= Work required =
Print out each entry below exactly, please.

-- Start --

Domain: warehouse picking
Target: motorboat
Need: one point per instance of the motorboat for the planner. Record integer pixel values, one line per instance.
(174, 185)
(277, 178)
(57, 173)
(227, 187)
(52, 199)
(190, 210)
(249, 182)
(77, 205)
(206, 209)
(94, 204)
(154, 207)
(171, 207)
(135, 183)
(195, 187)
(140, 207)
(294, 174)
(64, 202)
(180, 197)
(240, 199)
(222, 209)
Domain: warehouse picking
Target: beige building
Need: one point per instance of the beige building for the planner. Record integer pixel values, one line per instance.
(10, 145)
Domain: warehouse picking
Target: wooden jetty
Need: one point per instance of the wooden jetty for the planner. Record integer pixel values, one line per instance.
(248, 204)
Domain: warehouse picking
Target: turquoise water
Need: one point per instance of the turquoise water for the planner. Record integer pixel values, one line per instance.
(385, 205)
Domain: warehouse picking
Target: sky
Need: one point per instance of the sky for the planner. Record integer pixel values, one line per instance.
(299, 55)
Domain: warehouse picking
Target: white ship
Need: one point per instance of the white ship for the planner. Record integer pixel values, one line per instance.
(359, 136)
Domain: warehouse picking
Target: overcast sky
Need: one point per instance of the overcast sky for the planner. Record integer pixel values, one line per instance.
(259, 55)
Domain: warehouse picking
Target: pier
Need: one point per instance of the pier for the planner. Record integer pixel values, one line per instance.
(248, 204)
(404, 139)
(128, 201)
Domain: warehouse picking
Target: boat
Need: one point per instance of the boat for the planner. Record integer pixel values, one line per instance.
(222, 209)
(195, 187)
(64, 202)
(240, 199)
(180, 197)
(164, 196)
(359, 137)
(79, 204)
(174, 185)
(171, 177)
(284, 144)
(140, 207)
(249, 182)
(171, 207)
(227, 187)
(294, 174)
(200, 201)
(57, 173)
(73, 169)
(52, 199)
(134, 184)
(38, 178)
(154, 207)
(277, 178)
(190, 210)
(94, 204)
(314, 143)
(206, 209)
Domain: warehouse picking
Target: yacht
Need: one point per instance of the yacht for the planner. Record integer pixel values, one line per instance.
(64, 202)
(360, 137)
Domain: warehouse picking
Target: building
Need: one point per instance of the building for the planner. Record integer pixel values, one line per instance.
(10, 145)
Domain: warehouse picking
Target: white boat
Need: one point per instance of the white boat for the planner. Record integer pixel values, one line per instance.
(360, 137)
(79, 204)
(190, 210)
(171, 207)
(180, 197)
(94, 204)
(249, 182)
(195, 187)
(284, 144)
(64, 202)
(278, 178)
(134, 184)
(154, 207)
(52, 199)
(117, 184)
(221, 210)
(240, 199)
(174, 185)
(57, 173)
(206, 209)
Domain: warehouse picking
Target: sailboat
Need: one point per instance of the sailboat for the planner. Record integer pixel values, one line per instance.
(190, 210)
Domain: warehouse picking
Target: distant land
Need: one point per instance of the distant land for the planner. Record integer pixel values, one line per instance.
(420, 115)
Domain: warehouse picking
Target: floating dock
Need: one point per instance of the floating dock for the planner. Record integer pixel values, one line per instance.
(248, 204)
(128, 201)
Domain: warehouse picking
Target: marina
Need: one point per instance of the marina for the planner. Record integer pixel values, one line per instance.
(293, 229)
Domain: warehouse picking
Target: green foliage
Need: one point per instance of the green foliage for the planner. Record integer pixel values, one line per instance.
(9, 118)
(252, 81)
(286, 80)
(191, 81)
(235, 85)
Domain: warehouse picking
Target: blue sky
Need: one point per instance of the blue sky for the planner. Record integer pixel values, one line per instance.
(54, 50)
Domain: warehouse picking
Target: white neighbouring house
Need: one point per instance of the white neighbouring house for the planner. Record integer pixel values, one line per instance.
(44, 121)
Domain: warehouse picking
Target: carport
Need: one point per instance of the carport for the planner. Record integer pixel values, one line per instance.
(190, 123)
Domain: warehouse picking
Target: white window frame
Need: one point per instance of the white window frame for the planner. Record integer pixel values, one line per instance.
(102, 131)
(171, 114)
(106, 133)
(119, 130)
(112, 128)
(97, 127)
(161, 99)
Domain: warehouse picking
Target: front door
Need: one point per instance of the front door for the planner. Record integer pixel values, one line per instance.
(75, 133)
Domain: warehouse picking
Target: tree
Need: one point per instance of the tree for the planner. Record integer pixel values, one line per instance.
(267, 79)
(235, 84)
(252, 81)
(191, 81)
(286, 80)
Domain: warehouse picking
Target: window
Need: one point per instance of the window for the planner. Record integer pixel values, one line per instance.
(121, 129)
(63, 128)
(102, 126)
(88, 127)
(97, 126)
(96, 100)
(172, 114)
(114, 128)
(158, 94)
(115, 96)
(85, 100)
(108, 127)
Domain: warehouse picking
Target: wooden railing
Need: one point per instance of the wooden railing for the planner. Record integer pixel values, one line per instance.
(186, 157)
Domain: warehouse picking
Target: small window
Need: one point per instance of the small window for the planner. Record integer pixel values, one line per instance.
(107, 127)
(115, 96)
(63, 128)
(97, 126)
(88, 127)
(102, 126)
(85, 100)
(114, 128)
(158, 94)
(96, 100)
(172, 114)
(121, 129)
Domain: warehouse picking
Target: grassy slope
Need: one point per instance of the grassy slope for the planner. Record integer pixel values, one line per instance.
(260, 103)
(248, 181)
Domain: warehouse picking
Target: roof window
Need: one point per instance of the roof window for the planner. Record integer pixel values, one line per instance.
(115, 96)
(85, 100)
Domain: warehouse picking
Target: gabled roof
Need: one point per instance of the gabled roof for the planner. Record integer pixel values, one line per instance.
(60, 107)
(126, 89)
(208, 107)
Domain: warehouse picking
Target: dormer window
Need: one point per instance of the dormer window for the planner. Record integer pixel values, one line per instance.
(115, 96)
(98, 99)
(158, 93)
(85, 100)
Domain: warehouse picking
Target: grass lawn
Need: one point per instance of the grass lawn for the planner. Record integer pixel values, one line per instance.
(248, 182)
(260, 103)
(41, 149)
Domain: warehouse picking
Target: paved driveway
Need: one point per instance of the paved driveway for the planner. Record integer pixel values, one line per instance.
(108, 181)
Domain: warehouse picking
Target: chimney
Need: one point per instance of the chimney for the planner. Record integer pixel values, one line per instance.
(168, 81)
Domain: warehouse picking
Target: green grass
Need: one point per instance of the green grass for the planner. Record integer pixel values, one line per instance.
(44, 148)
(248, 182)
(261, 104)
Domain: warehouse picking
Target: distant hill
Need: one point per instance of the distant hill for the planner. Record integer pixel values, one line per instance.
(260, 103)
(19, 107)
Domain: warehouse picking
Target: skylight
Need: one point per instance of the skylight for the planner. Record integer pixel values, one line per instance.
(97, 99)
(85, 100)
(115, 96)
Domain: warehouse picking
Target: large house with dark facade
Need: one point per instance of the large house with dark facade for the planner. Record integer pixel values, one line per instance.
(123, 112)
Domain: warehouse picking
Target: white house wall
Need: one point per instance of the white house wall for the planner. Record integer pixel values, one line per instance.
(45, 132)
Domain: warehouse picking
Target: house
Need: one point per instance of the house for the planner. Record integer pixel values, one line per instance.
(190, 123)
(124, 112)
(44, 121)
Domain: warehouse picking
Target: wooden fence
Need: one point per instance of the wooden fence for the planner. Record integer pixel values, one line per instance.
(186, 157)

-- End --

= Solution =
Domain: warehouse picking
Target: motorboat
Need: one point per instance of the motorboat for the planner. Record integer pixel values, one line per instance.
(174, 185)
(277, 178)
(57, 173)
(227, 187)
(52, 199)
(190, 210)
(249, 182)
(77, 205)
(206, 209)
(94, 204)
(154, 207)
(171, 207)
(135, 183)
(195, 187)
(140, 207)
(294, 174)
(64, 202)
(180, 197)
(240, 199)
(222, 209)
Domain: warehouse picking
Target: beige building
Need: one point per instance of the beige building for the planner. Record integer pixel values, one line per instance.
(10, 145)
Domain: warehouse picking
Target: wooden jetty
Need: one point per instance of the wooden jetty for the planner. Record integer pixel values, one line per instance.
(248, 204)
Domain: warehouse picking
Target: turquoise water
Need: one point per instance of the turquoise water for the planner. Record integer pixel values, one line per instance.
(385, 205)
Domain: warehouse picking
Target: sky
Need: one point per instance of the sky for the planner. Record integer pixel values, one line per instance.
(299, 55)
Domain: warehouse picking
Target: white ship
Need: one point per instance of the white ship for the planner. Record integer pixel values, one line per instance.
(359, 136)
Domain: warehouse picking
Target: overcast sky
Need: one point per instance of the overcast sky for the planner. Record integer pixel values, one line per instance.
(259, 55)
Domain: warehouse picking
Target: pier
Need: one point per instance of the pier for the planner. Record integer pixel values, one line per instance.
(248, 204)
(404, 139)
(128, 201)
Domain: warehouse picking
Target: boat
Need: one point per instance of the boat for the planner. Record integer pixel values, one line per instance.
(222, 209)
(195, 187)
(64, 202)
(240, 199)
(180, 197)
(164, 196)
(359, 137)
(79, 204)
(174, 185)
(171, 177)
(284, 144)
(140, 207)
(249, 182)
(171, 207)
(227, 187)
(294, 174)
(200, 201)
(57, 173)
(73, 169)
(52, 199)
(134, 184)
(38, 178)
(154, 207)
(277, 178)
(190, 210)
(94, 204)
(314, 143)
(206, 209)
Domain: warehouse picking
Target: yacht
Need: one point per instance of the yacht for the planner. Record integer pixel values, one line per instance.
(64, 202)
(360, 137)
Domain: warehouse picking
Target: building
Need: one point per instance of the building for the planner. Record integer pixel values, one line per instance.
(10, 145)
Domain: warehouse picking
Target: white boat
Need: one point per instance of the white boat for the planner. Record integer pixel values, one line per instance.
(360, 137)
(79, 204)
(190, 210)
(171, 207)
(180, 197)
(94, 204)
(249, 182)
(195, 187)
(284, 144)
(64, 202)
(278, 178)
(134, 184)
(154, 207)
(52, 199)
(117, 184)
(221, 210)
(240, 199)
(174, 185)
(57, 173)
(206, 209)
Domain: warehouse picking
Target: sailboat
Need: one point per instance of the sailboat for the planner. Record integer pixel values, one line per instance.
(190, 210)
Domain: warehouse picking
Target: distant land
Need: one point per instance of the distant land for the planner. Record integer pixel values, one line per instance.
(420, 115)
Domain: warehouse picking
Target: floating dock
Need: one point per instance of the floating dock for the planner. Record integer pixel values, one line per instance.
(248, 204)
(128, 201)
Domain: warehouse picking
Target: marina
Need: one point per instance of the marina for the planner. Record integer pixel values, one line per instance.
(293, 229)
Domain: warehouse picking
Target: green foliage
Need: one point per instance of the green foliage for the planner. Record integer pixel values, one line per instance.
(9, 118)
(252, 81)
(286, 80)
(191, 81)
(235, 85)
Domain: warehouse picking
Target: blue sky
Need: one point per instance of the blue sky for the planner. Record integer pixel values, one line per instance.
(54, 50)
Domain: warehouse picking
Target: white neighbouring house
Need: one point per instance of the white neighbouring house for the planner. Record integer pixel values, one line per instance.
(44, 121)
Domain: warehouse picking
Target: carport
Need: one point per instance of the carport for the planner. Record integer pixel values, one line per instance.
(190, 123)
Domain: warehouse picking
Target: white window frame
Need: one point per instance of the white window frame for the planner. Record integer pixel values, one line per instance.
(102, 131)
(171, 114)
(106, 133)
(119, 130)
(112, 128)
(97, 127)
(161, 99)
Domain: warehouse picking
Target: front door
Need: one point per instance of the front door for the planner. Record integer pixel values, one line per instance.
(75, 133)
Domain: warehouse picking
Target: tree
Need: one point per instance of the tree for the planner. Record integer pixel values, one line per instance.
(267, 79)
(235, 84)
(252, 81)
(191, 81)
(286, 80)
Domain: warehouse picking
Target: window
Need: one point per instance of the window for the planner. Record integer pixel values, one line per instance.
(121, 129)
(63, 128)
(102, 126)
(88, 127)
(97, 126)
(96, 100)
(172, 114)
(114, 128)
(158, 94)
(115, 96)
(85, 100)
(108, 127)
Domain: warehouse picking
Target: wooden railing
Need: one point per instance of the wooden railing for the planner. Record integer pixel values, one line per instance.
(186, 157)
Domain: warehouse picking
Target: small window
Need: one point per instance of the small window for the planner. Record integer pixel values, one line per instance.
(107, 127)
(115, 96)
(63, 128)
(97, 126)
(88, 127)
(102, 126)
(85, 100)
(114, 128)
(158, 94)
(96, 100)
(172, 114)
(121, 129)
Domain: warehouse picking
Target: grassy slope
Need: one point per instance of the grassy slope for the planner. Record integer pixel values, one line per instance.
(260, 103)
(248, 181)
Domain: warehouse picking
Target: roof window
Need: one point per instance of the roof window for the planner. Record integer pixel values, one line per instance.
(115, 96)
(85, 100)
Domain: warehouse picking
Target: gabled roof
Need: one point per instance of the gabled roof for the planner. Record integer pixel values, one line per instance.
(60, 107)
(126, 89)
(208, 107)
Domain: warehouse picking
Target: dormer window
Need: one point per instance of the dormer window for the planner. Record integer pixel values, one line per instance.
(115, 96)
(98, 99)
(158, 93)
(85, 100)
Domain: warehouse picking
Target: grass lawn
Need: one point per instance of the grass lawn for the planner. Record integer pixel values, one line per instance.
(248, 182)
(260, 103)
(41, 149)
Domain: warehouse picking
Target: paved driveway
Need: one point per instance of the paved driveway for the planner. Record integer pixel values, one line per instance.
(108, 181)
Domain: warehouse picking
Target: chimney
Need: one point per instance of the chimney for the planner. Record integer pixel values, one line per instance.
(168, 81)
Domain: warehouse picking
Target: green grass
Need: one point per instance of the green grass for the planner. Record integer pixel values, one line per instance.
(44, 148)
(248, 182)
(261, 104)
Domain: warehouse picking
Target: distant hill
Need: one point per instance of the distant hill for the planner. Record integer pixel values, one line per instance.
(260, 103)
(19, 107)
Domain: warehouse picking
Target: skylight
Need: one point per instance of the skylight for the planner. Record integer pixel values, one line per instance.
(97, 99)
(85, 100)
(115, 96)
Domain: warehouse picking
Target: large house with dark facade
Need: one point per instance of the large house with dark facade for the planner. Record integer pixel values, one line per instance.
(123, 112)
Domain: warehouse picking
Target: white house wall
Need: one point per instance of the white house wall for the planner. Record integer pixel values, one line per instance.
(45, 132)
Domain: warehouse picking
Target: house
Need: one point per instance of the house for the planner. Record integer pixel values, one line per instance.
(190, 123)
(124, 112)
(44, 121)
Domain: warehouse picking
Target: wooden fence
Need: one point per instance of the wooden fence for the planner. Record integer pixel values, one line per instance.
(186, 157)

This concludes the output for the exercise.